WHAT YOU ARE ASKED TO DO:
Copy every line of the records below word for word, and leave out any pictures.

## START

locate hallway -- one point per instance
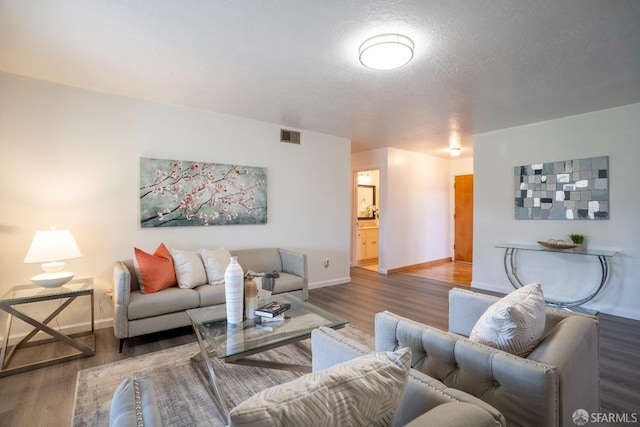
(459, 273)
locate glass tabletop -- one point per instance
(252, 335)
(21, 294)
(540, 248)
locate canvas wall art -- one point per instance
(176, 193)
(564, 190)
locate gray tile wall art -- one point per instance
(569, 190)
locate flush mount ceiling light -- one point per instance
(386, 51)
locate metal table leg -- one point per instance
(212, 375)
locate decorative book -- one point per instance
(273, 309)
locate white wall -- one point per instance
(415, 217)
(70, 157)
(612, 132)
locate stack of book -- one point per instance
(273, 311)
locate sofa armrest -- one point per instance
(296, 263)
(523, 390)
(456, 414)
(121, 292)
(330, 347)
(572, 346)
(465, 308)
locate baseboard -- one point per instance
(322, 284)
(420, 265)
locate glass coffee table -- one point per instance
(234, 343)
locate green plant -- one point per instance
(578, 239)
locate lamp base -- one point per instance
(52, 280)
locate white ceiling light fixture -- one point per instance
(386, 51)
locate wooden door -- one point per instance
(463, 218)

## END

CORRECT RESULT:
locate hallway -- one point per instance
(459, 273)
locate glass tabletop -- one point per instance
(252, 335)
(21, 294)
(540, 248)
locate canvas wall art -- one point per instance
(176, 193)
(564, 190)
locate gray tile wall art -- one point per instance
(569, 190)
locate flush mount ceiling light -- one point per instance
(386, 51)
locate metal table leg -- one point per instance
(212, 375)
locate decorative book -- one point per instance
(273, 309)
locate white wall -- one point per instance
(415, 217)
(70, 157)
(612, 132)
locate stack of book -- one point per instance
(273, 311)
locate sofa armrest -- one point per instance
(296, 263)
(523, 390)
(456, 414)
(121, 292)
(330, 347)
(572, 346)
(465, 308)
locate baseboard -- one point per instance
(322, 284)
(420, 265)
locate glass coffee table -- one point per instance
(234, 343)
locate green plant -- one point per instance
(578, 239)
locate lamp base -- one point per instance
(52, 280)
locate white ceiling light fixture -- one point per instance
(386, 51)
locate wooden door -- one point per instance
(463, 218)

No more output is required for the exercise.